§ **Passage shown**
Shanghai, judging by everything, is a “different league,” a “different class” of China. A different quality of the state of the country—judging by the landscape, architecture, the external appearance of the Shanghainese, the interior of the residence, where we are housed.

Shanghai is not at all Shanghai of our Russian, Soviet understanding, which associates Asian slums and ruin with this name. That is, there used to be, and, evidently, there still are in Shanghai neighborhoods of beggar self-built slums, but there is also the noble layer, upon which grows modern culture—of industry, of livelihood or of business relations.

There used to be “sores” of capitalism in Shanghai on the “healthy” body of national destitution. Without them, there would have been no present-day Shanghai—electronic-[one word unclear]-super-modernist. And that the “architect of new China,” old man Deng, waited for us in Shanghai, in the vicinity of his “special economic zones”—spoke volumes.

We did not have to go far—Deng lived behind the wall of the neighboring “guest house.” We got into a car, drove outside the gates into other gates, went for a hundred meters through luxurious subtropics and entered a small reception, densely packed with TV cameras and hot bodies of the reporters. In the rustle, flashes and lights there showed up a little Chinese in a mouse-[coloured] suit: a flat, slightly sloped forehead, the face is broader at the jaws than from the chin to the combed greyish hairline…

He showed up fresh, lively, friendly, but all of this liveliness had the dead mechanism of a toy puppet. A brilliant smile, exposing the master skill of the Chinese teeth implantators, a firm handshake or, rather, leather-shake [reference to the artificial feeling], and a demonstration of excellent memory.

He showed it on I[gor] Rogachev—recalled him as a baby-interpreter, and on others of our [side]—N. Fedorenko, O. Rakhmanin…

He remembered? God knows this eighty-five-year-old helmsman-architect, who has lived through so much in his Communist lifetime and who has not lost sense.

We were taken to a small, simply decorated—with the exception of the tsar’s place—room; Deng and E.A. sat themselves in the deep armchairs; behind them three interpreters positioned themselves—two Chinese and one of ours; a pretty, Europeanized, young Chinese woman with glasses attached herself behind Deng’s back; the master began to smoke—and it began.

§ **Problem 1**
Using the passage about Shanghai, decide whether each statement agrees with it, answering yes or no and quoting the words that settle it: (a) Deng lived far from the residence where the visitors were housed; (b) Deng recalled Igor Rogachev as a baby-interpreter; (c) three interpreters stood behind Deng and E.A.
§ **Problem 2**
Summarize the passage about Shanghai in two sentences.
§ **Problem 3**
Pick up the passage about Shanghai after its final sentence and write the next paragraph.

§ **Data**
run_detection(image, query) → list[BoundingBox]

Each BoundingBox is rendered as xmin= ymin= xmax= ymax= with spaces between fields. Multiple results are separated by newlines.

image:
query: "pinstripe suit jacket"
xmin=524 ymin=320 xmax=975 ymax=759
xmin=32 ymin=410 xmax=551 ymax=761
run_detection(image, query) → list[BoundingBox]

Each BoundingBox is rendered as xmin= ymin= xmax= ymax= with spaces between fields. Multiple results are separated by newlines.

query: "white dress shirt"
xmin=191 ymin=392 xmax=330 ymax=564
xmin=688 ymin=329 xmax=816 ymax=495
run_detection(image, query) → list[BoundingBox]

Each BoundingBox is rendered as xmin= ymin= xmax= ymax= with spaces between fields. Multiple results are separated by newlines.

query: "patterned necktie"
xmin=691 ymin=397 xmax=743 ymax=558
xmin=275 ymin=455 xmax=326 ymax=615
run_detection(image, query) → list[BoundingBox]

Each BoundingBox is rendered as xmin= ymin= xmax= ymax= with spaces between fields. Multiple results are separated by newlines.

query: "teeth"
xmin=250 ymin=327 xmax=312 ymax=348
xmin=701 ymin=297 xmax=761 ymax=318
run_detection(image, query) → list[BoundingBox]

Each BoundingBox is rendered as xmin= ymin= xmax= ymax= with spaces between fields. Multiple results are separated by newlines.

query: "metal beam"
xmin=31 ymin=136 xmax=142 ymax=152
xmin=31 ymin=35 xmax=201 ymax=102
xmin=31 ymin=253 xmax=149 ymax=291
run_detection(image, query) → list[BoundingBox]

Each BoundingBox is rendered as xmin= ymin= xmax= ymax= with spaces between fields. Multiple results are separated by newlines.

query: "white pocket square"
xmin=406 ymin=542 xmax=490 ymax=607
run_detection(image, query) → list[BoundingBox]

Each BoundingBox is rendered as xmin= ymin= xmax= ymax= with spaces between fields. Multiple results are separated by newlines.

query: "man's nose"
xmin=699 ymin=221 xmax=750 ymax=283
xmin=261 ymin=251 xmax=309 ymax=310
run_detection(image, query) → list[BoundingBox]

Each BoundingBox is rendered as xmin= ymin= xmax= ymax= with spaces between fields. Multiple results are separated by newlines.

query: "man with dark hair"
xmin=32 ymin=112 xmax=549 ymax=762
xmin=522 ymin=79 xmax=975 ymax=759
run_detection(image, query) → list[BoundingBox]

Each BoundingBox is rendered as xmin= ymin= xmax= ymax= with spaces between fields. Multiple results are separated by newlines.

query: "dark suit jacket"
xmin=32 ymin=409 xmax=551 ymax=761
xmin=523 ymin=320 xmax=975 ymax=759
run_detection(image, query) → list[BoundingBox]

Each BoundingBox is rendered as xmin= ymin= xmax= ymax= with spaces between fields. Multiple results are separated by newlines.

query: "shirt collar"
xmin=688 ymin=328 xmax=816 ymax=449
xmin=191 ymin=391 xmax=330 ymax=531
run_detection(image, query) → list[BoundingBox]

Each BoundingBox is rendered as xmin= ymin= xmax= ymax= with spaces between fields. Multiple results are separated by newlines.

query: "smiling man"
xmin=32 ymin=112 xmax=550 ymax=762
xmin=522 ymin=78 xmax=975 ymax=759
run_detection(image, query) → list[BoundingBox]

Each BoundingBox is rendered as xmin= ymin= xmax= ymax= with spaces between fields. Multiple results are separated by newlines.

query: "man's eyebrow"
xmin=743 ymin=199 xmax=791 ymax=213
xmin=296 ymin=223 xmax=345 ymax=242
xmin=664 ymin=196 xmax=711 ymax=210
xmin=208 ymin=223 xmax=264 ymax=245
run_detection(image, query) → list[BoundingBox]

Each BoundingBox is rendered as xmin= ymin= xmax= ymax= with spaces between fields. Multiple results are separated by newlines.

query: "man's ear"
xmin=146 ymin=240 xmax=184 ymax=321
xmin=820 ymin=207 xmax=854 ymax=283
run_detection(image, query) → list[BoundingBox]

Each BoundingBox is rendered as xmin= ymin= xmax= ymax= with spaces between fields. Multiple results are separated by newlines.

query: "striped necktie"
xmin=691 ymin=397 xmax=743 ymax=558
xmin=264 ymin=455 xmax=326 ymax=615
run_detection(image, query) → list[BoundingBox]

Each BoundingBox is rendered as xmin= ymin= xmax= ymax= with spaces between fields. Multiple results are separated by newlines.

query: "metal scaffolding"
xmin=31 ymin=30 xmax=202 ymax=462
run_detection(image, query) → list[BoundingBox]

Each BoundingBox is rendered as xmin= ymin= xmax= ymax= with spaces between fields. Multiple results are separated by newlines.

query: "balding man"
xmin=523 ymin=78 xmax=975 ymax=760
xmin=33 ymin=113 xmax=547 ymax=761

§ **Answer 1**
(a) No: "Deng lived behind the wall of the neighboring “guest house.”"
(b) Yes: "recalled him as a baby-interpreter"
(c) Yes: "behind them three interpreters positioned themselves—two Chinese and one of ours"

§ **Answer 2**
The writer finds Shanghai a different class of China from the Soviet image of Asian slums and ruin, though slum neighborhoods remain, and holds that without its old capitalist "sores" there would be no modern Shanghai, where Deng waited near his special economic zones. Deng, who lived next door, met the visitors in a reception crowded with reporters, seeming lively yet puppet-like and showing off his memory of members of the delegation, then sat down with E.A., interpreters behind them, lit a cigarette, and the meeting began.

§ **Answer 3**
I can’t remember from what. It seems that the old man asked whether it was E.A.’s first time in China, the latter replied; Deng said that one cannot acquaint oneself with the country so simply.

- True, China has a smaller territory than the Soviet Union, the biggest country in the world. Canada comes after it, and only then—China, but we still have a huge country, and one needs more contacts, in order that people know each other better. There were periods in history, when our relations moved through zigzags. There was a period when we knew each other better. Then there appeared a break of 20 years. Now we have to start a new.

E.A.: I recall your words that one must put an end to the past.

Deng: Yes, one must end with the past and open the future. This is an extremely difficult task, the solution of which touches on extremely difficult, complicated questions. In order to better solve it, one must know the past. But this does not mean to stir it. The knowledge of the past must have a limit. One must simply know, remember, and account for the past. And the main thing, one needs to open the future. If one were to take the history of civilization as a whole, it counts no more than two thousand years. But the future is limitless…

- This is very wise!—E.A. reacted admiringly.

- You and I believe in Communism—Deng picked up the escaping thought—this is our ideal. I do not know how much time is needed to build Communism. In any case, not two thousand years…

Huh, you old orthodox! He is planting a market economy inside the country, declares the slogan “one country, two systems,” and continues to pray to the old gods.

Or is he being hypocritical?

- There is a truth, hypocritically wise-mans E.A., one should not take the ashes from the past, but the fire.

With every possible ceremonial sophistication, he passes M. Gorbachev’s personal message to Deng Xiaoping.

- I was already given a copy of the letter, says Deng. I read it and saw: we both want that our affairs get on well. I will not respond to him in writing. Convey my gratitude in words. Although you do not celebrate the Spring Holiday [Chinese New Year], I congratulate comrade Gorbachev. Convey to him that I congratulate him on this holiday. As far as I understand, our meeting must close the past and open the future. The main thing here is the very fact of our meeting, and not the talks. Let others conduct the talks, but for me it is sufficient to meet. We had a twenty year break, one cannot underestimate this fact. The exchange of visits of Ministers of Foreign Affairs means that the process of normalization has begun. The main event of this process is the summit. One must normalize relations between China and the Soviet Union, and for this I must meet with Gorbachev.

The tiny old man in a mouse-colored suit was building a monument to himself before everyone present. He spoke about himself as about a messiah, about his life, as about a mission, without completing which, he has no right to leave us.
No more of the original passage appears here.